* **Directions**:
• a. Reproduce the entire passage on Pancras Wells, the Brill, and Pentonville word for word.
• b. Count the lines of the records that contain the word "door", and reply with only that number.

Near the churchyard is a mineral spring, formerly of much resort, under the name of PANCRAS WELLS.

We return to the New Road by the BRILL, which the learned Dr. Stukeley asserted, upon what authority we cannot ascertain, was a camp of Cæsar, and supposed it to have extended five hundred paces by four hundred, including a small moated site to the south of Pancras church, and another to the north. Mr. Lyson's disputes the probability of a camp in such a situation, and supposes that the moated areas were the sites of the vicarage and rectory house, surveyed in 1251.

Turning to the left, we arrive at PENTONVILLE, pleasantly situated to the south-west of Islington. The estate was raised into a town by Henry Penton, Esq. M. P. for Winchester, and letter carrier to his majesty. Although it joins Islington, it is in the parish of St. James, Clerkenwell; and, when that parish church was rebuilt by an act of parliament, an elegant chapel of ease in Pentonville was made. parochial. The paintings in this chapel are beautiful; the structure cost five thousand pounds, and has belonging to it a spacious burial ground. There is another chapel at the back of Chapel Street, called Eden Chapel.

* **The input**:
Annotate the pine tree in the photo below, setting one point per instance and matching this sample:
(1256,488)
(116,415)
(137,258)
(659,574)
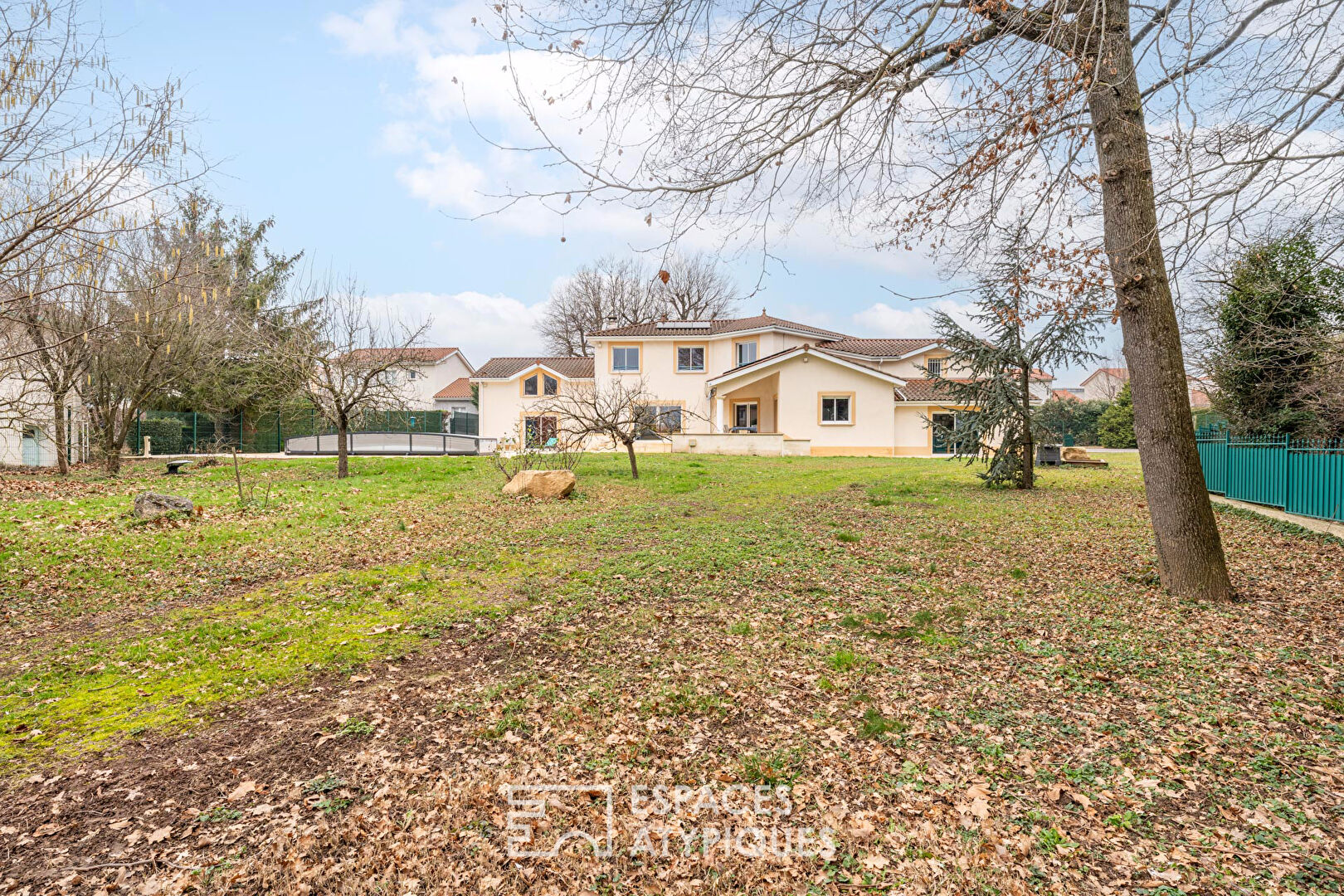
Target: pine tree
(1025,331)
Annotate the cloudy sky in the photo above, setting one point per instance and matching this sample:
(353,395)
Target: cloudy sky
(347,123)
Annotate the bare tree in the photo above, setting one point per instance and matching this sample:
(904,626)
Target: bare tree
(56,347)
(620,411)
(694,288)
(155,316)
(351,359)
(611,292)
(955,119)
(85,158)
(621,292)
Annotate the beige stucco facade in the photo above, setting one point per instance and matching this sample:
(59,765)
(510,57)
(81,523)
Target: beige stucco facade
(776,387)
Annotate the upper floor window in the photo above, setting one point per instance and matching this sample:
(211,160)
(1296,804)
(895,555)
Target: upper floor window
(836,409)
(626,359)
(689,359)
(746,353)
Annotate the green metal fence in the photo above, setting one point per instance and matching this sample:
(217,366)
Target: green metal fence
(1301,476)
(266,433)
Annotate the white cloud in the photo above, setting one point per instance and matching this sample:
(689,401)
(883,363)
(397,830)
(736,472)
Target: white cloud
(481,325)
(880,319)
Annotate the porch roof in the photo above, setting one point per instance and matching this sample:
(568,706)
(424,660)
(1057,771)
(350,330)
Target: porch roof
(762,364)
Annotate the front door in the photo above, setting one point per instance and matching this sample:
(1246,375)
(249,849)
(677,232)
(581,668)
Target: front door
(942,422)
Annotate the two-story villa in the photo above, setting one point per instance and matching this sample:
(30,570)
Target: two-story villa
(750,384)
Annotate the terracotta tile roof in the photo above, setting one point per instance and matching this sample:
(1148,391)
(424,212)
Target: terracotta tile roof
(878,347)
(715,328)
(461,387)
(926,390)
(502,368)
(420,355)
(1118,373)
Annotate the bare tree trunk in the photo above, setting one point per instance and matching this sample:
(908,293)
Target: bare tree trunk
(61,433)
(1190,551)
(342,448)
(110,450)
(635,468)
(1029,446)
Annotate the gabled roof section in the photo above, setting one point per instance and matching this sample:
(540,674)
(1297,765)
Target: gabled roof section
(461,387)
(771,360)
(884,348)
(717,327)
(504,368)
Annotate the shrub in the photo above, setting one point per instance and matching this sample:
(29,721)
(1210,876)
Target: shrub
(164,436)
(1116,426)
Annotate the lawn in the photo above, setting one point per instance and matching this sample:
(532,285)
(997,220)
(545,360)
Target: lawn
(327,688)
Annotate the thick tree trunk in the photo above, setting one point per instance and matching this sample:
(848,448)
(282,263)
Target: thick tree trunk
(1190,551)
(342,449)
(1029,444)
(635,468)
(60,433)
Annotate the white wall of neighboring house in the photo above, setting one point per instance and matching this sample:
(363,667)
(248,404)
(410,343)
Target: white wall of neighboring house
(1103,384)
(420,382)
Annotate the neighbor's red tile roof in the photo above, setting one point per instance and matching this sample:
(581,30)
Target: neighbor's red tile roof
(421,355)
(715,328)
(926,390)
(461,387)
(499,368)
(878,347)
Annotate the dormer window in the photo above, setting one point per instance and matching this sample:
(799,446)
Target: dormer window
(746,353)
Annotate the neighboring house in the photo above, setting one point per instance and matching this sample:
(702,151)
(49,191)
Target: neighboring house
(426,373)
(753,384)
(1105,383)
(26,437)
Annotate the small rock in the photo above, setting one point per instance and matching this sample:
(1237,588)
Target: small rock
(542,484)
(151,505)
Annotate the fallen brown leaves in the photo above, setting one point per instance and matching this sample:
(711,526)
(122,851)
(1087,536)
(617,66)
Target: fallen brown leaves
(1060,728)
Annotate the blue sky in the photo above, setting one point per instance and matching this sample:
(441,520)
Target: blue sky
(342,121)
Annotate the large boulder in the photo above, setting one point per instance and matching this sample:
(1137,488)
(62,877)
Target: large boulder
(151,505)
(542,484)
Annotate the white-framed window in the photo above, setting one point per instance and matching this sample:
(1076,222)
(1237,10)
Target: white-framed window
(626,359)
(836,409)
(689,359)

* **Full answers**:
• a.
Near the churchyard is a mineral spring, formerly of much resort, under the name of PANCRAS WELLS.

We return to the New Road by the BRILL, which the learned Dr. Stukeley asserted, upon what authority we cannot ascertain, was a camp of Cæsar, and supposed it to have extended five hundred paces by four hundred, including a small moated site to the south of Pancras church, and another to the north. Mr. Lyson's disputes the probability of a camp in such a situation, and supposes that the moated areas were the sites of the vicarage and rectory house, surveyed in 1251.

Turning to the left, we arrive at PENTONVILLE, pleasantly situated to the south-west of Islington. The estate was raised into a town by Henry Penton, Esq. M. P. for Winchester, and letter carrier to his majesty. Although it joins Islington, it is in the parish of St. James, Clerkenwell; and, when that parish church was rebuilt by an act of parliament, an elegant chapel of ease in Pentonville was made. parochial. The paintings in this chapel are beautiful; the structure cost five thousand pounds, and has belonging to it a spacious burial ground. There is another chapel at the back of Chapel Street, called Eden Chapel.

• b. 2